TEXTO DEL DOCUMENTO:
((
Hombres y mujeres, en ciertas circunstancias, tienen el derecho y –aún más– la
obligación cortés de decir sí sin ganas, de afirmar un “quiero” sin deseo, de
someter su voluntad a otros deseos. ¿Por qué tendría que sentirme “violada” si
quiero, contra mi deseo, satisfacer el deseo de mi chico? De hecho yo le pido
que haga lo mismo conmigo y se esfuerce por excitarse y complacerme
–ocultándome su desgana– cada vez que me meto en la cama excitada y él
preferiría dormirse.
El artículo
citado, además de frívolo, es infame y machista no porque defienda la
violación, sino porque no propone fórmulas equivalentes, de sexo sin ganas,
para los hombres. Pero lo cierto es que a través del sexo, como de cualquier
otro gesto, pueden expresarse muchas cosas, según el contexto y la relación
establecida entre los cuerpos. El acuerdo entre dos deseos y dos voluntades,
imprescindible entre dos desconocidos que se tocan, o en un flechazo amoroso,
no puede convertirse en la ley de una convivencia estable sin dañarla.
Frente al
patriarcado, que siempre ha imaginado a las mujeres puramente desiderativas –y
nunca volitivas– tenemos que reivindicar la voluntad, con todas sus peligrosas
trampas sociales, pero también con todos sus bellos albedríos amorosos. Una
mujer que dice voluntariamente “quiero” contra su deseo no es una mujer violada
ni una esclava sexual; puede ser una trabajadora sexual (y ahí empiezan nuevas
dificultades sin resolver) pero puede ser también, sencillamente, una compañera
cortés y generosa.
Banalización
y sacralización del sexo
El verdadero
desafío es el de saber moverse con juicio entre la banalización y la
sacralización del sexo, dos tentaciones que el patriarcado –y ahora el mercado–
siempre ha explotado contra nosotras. Hace unos días veía una película graciosa
y sin pretensiones, Kiki, el amor se hace, de Paco León, cuya ironía traviesa
da toda la medida, en todo caso, de una época que ha sustituido los abismos de
las perversiones por un catálogo comercial de “parafilias” normalizadas. Es una
película mucho menos excitante que –no sé– las primeras películas de Almodóvar,
cuyo tono irreverente comparte; en ella la sexualidad está tan normalizada que
en algún sentido se presenta completamente desexualizada y, desde luego, sin
sombra de tragedia, mansamente integrada en el ancho y plural mercado
parafílico.
))
ENTRADAS DE DATOS:
((
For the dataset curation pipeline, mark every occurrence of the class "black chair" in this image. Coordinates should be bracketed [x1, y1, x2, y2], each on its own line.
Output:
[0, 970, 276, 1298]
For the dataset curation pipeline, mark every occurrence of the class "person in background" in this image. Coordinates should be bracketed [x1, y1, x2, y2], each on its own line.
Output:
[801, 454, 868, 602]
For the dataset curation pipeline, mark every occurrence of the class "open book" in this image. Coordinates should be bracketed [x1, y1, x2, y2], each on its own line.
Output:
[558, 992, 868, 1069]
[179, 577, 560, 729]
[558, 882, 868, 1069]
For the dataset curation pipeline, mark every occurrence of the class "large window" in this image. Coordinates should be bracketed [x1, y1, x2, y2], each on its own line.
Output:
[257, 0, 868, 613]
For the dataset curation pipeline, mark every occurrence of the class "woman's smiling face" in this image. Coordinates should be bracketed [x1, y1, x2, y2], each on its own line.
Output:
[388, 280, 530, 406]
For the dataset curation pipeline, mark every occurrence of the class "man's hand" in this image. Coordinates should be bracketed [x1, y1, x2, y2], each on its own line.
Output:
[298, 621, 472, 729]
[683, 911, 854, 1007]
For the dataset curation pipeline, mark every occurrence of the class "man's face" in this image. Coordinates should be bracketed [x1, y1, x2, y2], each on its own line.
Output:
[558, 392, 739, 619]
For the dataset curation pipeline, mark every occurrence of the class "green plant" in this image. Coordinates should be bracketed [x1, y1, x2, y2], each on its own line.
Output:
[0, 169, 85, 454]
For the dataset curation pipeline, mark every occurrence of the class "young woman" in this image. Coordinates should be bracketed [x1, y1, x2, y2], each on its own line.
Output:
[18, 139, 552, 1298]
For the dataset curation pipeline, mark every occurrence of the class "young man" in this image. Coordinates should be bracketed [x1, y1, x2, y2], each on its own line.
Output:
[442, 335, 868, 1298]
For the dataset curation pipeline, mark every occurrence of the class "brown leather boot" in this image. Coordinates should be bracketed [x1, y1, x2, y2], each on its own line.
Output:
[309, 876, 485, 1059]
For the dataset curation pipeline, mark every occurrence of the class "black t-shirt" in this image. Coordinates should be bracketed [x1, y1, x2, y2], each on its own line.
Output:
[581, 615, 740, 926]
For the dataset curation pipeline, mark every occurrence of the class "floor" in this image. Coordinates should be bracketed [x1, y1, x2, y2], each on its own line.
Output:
))
SOLICITUD:
Prolonga el texto sobre el deseo y la voluntad en el sexo, empezando justo después de su última oración.

RESPUESTA:
Estoy seguro de
que en los últimos cuarenta años se han hecho enormes avances en la
normalización saludable de la sexualidad; en Almodóvar, de hecho, hay más de
Kierkegaard que de Paco León, y nadie defendería la sexualidad de Kierkegaard,
aunque sí quizás sus obras (las de Almodóvar y Kierkegaard). Pero tampoco estoy
seguro de que la travesura de Paco León describa otra cosa que una utopía de
mercado en virtud de la cual, sin pugna y sin trabajo, sin distancia entre
voluntad y deseo, la sexualidad misma desaparecería como problema. Llamamos
parafilias a lo que antes llamábamos perversiones cuando sería más excitante
tal vez, y más exacto, llamar perversiones también a los besos con lengua y al
sexo genital.
La otra tentación
es la sacralización del sexo, estrategia patriarcal contra la que el feminismo
se rebeló venturosamente y que de pronto parece regresar por la vía del propio
feminismo o de algunas de sus expresiones militantes, que dedican poco tiempo y
esfuerzo a explorar las diferencias entre voluntad y deseo y que, por eso
mismo, acaban por dar más importancia al deseo que a la voluntad o por
considerar más puro y decisivo el deseo que la voluntad o por no reconocer sus
desacuerdos. Con el paradójico resultado de dejarnos sin recursos para
distinguir entre violación, esclavitud sexual, prostitución y simple
compañerismo. Creo que el feminismo se juega buena parte de su destino
emancipatorio universal en laboriosas disquisiciones de este tipo.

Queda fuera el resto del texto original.